Doch die Skizzen waren noch nicht alles: „Vor allem hat man uns da zwei Videos gezeigt“, berichtet Peter. „Das eine Video waren Demos, die man später auch auf der Diskette hatte – mit Flächenfüllungen und solchen Sachen. Und ich glaube auch schon mit dem Bouncing Ball. Alles sehr eindrucksvoll für die damalige Zeit, denn ich hatte mich mit einem Kumpel zusammen schon mal mit Flächenfüllung beschäftigt und wusste, was es da alles für Komplikationen geben kann. Und das Ding machte das in Hardware und fürchterlich schnell.“, bewundert Peter den Amiga für seine Leistungsfähigkeit damals bis heute.
Das zweite Video war aber mindestens genauso wichtig. Wenn auch leider nicht so nachhalte. Eine Art Branchenbekenntnis zum Amiga: „Da traten jede Menge Firmen mit Vertretern auf und sagten alle mit warmen Worten, wie toll sie die Maschine finden und was für tolle Produkte sie für den Amiga produzieren wollen – inklusive Microsoft, inklusive IBM und alles, was damals Rang und Namen hatte.“
Ein Detail zeigt, wie geheim diese Präsentation war: „Dummerweise waren das Videos im U-matic-Format, für das es kaum Abspielgeräte gab. Die verschwanden nach diesem Meeting wieder in einem kleinen Koffer, der fast mit Securitypersonal zum nächsten Vorführort transportiert wurde. Wir haben das leider nie wieder gesehen.“

„Hattet ihr da schon das Gefühl, diese Kiste wird was Besonderes?“, frage ich nach. Peters Antwort kommt ohne Zögern: „Ich hatte ein bisschen Hintergrund, und als ich sah, was die Grafik da leistet, bin ich innerlich auf die Knie gefallen und habe gesagt: ‚Wow, das ist es!‘ Ab da konnte es erstmal nur bergauf gehen.“
Wir alle wissen, dass das aus diversen Gründen nicht direkt so lief. Denn der Amiga 1000 wurde erstmal nicht so der Erfolg, der später dann erst mit dem Amiga 500 und anderen Geräten kommen sollte. Ein bisschen dazu erzähle ich Euch in diesem Artikel:
Von der Vision zur Realität
Die Begeisterung war groß, doch bis zur ersten Berührung mit echter Hardware dauerte es noch. „Im Sommer ’85 wurde der Amiga in den USA offiziell präsentiert, da hatten wir aber noch keine Maschinen in Deutschland“, erinnert sich Peter. Erst bei einer Commodore-Fachausstellung in Frankfurt gab es die ersten Exemplare: „Die wurden aber nicht öffentlich präsentiert, sondern nur hinter dem Vorhang für Händler und privilegierte Leute wie gewisse Journalisten“, sagt er mit einem Augenzwinkern in meine Richtung. Stimmt – ich wurde damals eingeladen und verfiel damit sofort und direkt dem Amiga-Fieber. Auch darüber berichte ich in Amiga im Feindesland – warum der Amiga Freunde brauchte.
-- -- --
▸ **AUFGABENSTELLUNG**:
Schreibe den Auszug über die ersten Amiga-Vorführungen in Deutschland nach seinem letzten Satz weiter.

▸ **Zeilen aus einem Datensatz**:
-- -- --
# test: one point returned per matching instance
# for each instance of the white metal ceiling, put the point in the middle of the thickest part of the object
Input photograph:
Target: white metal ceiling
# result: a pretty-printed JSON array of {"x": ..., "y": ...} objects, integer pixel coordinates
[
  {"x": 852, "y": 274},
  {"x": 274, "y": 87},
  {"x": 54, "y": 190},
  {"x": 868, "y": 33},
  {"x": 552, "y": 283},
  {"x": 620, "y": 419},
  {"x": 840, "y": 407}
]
-- -- --
▸ **ERGEBNIS**:
Die Frau, die den Amiga prägte – Gail Wellington
Eine Schlüsselfigur in dieser Zeit war Gail Wellington. „Mit Gail hattest du ja auch viel zu tun. Was für eine Persönlichkeit war das für dich?“, frage ich. Peter hat einen tollen Vergleich: „Wenn jemand vielleicht Peter Ustinov als Schauspieler kennt? Das in weiblich, energiegeladen und sympathisch. Immer auf 100 Prozent, wenn nicht 150. Die hat uns damals in der Einführungsphase vom Amiga begleitet, später auch bei der öffentlichen Präsentation in der Alten Oper. Und die hat uns wirklich sehr viel geholfen.“
Ich habe persönlich Gail in Frankfurt bei dieser Demonstration im Hinterzimmer kennen gelernt und war völlig beeindruckt. Von der Frau, der Art wie sie den Amiga präsentierte und natürlich von dem Computer, der alles war, was ich mir gewünschte habe, was ein Computer sein sollte. Und nein – ich rede nicht von Spielen. Ich werde von Video und Grafik. Aber zurück zum Talk mit Peter Kittel.
Leider musste ich dann vor einiger Zeit erfahren, dass sie verstorben ist. Ich hätte gerne noch ein Interview mit ihr gemacht.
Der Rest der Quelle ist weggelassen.